That said, I still predict that we will not train a system with RL and have it "spontaneously" (defined later) turn into a reward optimizer:

Reward is not the optimization target
I call an agent a “reward optimizer” if it not only gets lots of reward, but if it reliably makes choices like “reward but no task completion” (e.g. receiving reward without eating pizza) over “task completion but no reward” (e.g. eating pizza without receiving reward). Under this definition, an agent can be a reward optimizer even if it doesn't contain an explicit representation of reward, or implement a search process for reward.

I've made two falsifiable predictions.

Resolution criteria

Resolves YES if there exists a published result (peer-reviewed paper, major lab technical report, or credible replication) demonstrating an RL-trained system that:

When given a clear choice between "reward signal increase without task completion" vs "task completion without reward signal increase," reliably chooses the former (>70% of the time across diverse task contexts), AND
This behavior emerged from standard RL training (not from explicit instruction to maximize reward, not from fine-tuning on reward-maximization demonstrations), AND
The system attempts to influence the reward signal itself (e.g., tampering with reward function, manipulating stored values, deceiving the reward-assigning process) rather than merely finding unintended task completions (specification gaming).

Resolves NO otherwise.

Resolution criteria

Resolves YES if the previous question resolves YES, AND at least one of the following:

The result is replicated on a model trained without exposure to AI-related text (no descriptions of RL, reward hacking, AI alignment, etc. in pretraining data), OR
The result persists after ablating "AI behaving badly" stereotypes in a manner shown to be reliable by credible prior work, OR
Credible analysis demonstrates the reward-optimization behavior arose from RL dynamics alone, not from the model pattern-matching to "what misaligned AI would do."

Resolves NO otherwise.

As an aside, this empirical prediction stands separate from the theoretical claims of Reward≠OT Even if RL does end up training a reward optimizer, the philosophical points stand:

Reward is not definitionally the optimization target, and
In realistic settings, reward functions do not represent goals.

| REQUIRED TASKS |
(A) Could you reproduce the passage on reward optimizers word for word, starting at the words "Resolves YES if the previous" and ending after "not represent goals."?
(B) How would this sentence from the passage on reward optimizers read in Spanish: "Under this definition, an agent can be a reward optimizer even if it doesn't contain an explicit representation of reward, or implement a search process for reward."
Rely only on the passage on reward optimizers.

(Stored data)
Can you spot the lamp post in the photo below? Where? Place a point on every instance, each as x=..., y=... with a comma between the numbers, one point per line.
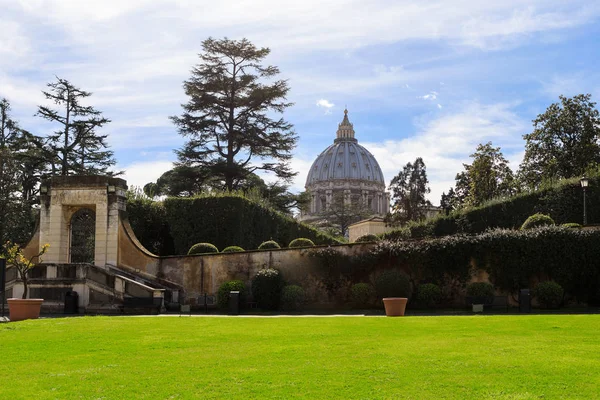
x=584, y=182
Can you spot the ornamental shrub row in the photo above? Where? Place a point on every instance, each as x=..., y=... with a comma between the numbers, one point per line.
x=513, y=259
x=563, y=203
x=175, y=224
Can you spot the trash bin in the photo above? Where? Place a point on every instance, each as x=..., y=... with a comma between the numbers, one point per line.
x=524, y=300
x=234, y=302
x=71, y=302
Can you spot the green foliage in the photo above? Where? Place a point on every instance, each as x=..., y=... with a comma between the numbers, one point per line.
x=483, y=291
x=362, y=295
x=292, y=298
x=429, y=294
x=301, y=242
x=549, y=294
x=269, y=244
x=175, y=224
x=562, y=202
x=202, y=248
x=231, y=286
x=267, y=285
x=232, y=249
x=537, y=220
x=392, y=283
x=369, y=237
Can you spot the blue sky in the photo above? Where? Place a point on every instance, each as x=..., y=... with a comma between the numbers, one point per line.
x=420, y=78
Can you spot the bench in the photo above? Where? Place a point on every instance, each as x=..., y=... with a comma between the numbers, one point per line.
x=136, y=303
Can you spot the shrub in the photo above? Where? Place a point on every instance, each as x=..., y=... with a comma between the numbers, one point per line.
x=203, y=248
x=549, y=294
x=362, y=295
x=481, y=292
x=292, y=298
x=429, y=294
x=392, y=283
x=266, y=288
x=269, y=244
x=537, y=220
x=301, y=242
x=225, y=288
x=369, y=237
x=232, y=249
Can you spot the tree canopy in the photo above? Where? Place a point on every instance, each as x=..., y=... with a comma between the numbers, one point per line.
x=565, y=142
x=228, y=117
x=409, y=188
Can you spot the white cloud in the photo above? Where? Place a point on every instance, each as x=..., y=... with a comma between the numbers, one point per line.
x=446, y=142
x=140, y=173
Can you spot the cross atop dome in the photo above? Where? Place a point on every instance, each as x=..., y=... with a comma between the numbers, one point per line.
x=345, y=130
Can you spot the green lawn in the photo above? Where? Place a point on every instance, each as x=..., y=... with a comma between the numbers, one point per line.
x=506, y=357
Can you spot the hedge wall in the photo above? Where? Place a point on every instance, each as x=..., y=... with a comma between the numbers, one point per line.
x=564, y=203
x=175, y=224
x=513, y=259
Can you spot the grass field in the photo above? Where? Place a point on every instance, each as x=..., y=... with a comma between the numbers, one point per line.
x=506, y=357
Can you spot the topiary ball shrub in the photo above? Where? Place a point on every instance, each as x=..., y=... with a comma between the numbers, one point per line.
x=203, y=248
x=429, y=294
x=232, y=249
x=301, y=242
x=537, y=220
x=269, y=244
x=392, y=283
x=292, y=298
x=481, y=292
x=362, y=295
x=266, y=288
x=549, y=294
x=225, y=288
x=367, y=238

| ANSWERS BY ITEM NUMBER |
(A)
Resolves YES if the previous question resolves YES, AND at least one of the following:

The result is replicated on a model trained without exposure to AI-related text (no descriptions of RL, reward hacking, AI alignment, etc. in pretraining data), OR
The result persists after ablating "AI behaving badly" stereotypes in a manner shown to be reliable by credible prior work, OR
Credible analysis demonstrates the reward-optimization behavior arose from RL dynamics alone, not from the model pattern-matching to "what misaligned AI would do."

Resolves NO otherwise.

As an aside, this empirical prediction stands separate from the theoretical claims of Reward≠OT Even if RL does end up training a reward optimizer, the philosophical points stand:

Reward is not definitionally the optimization target, and
In realistic settings, reward functions do not represent goals.

(B) Según esta definición, un agente puede ser un optimizador de recompensa aunque no contenga una representación explícita de la recompensa ni implemente un proceso de búsqueda de la recompensa.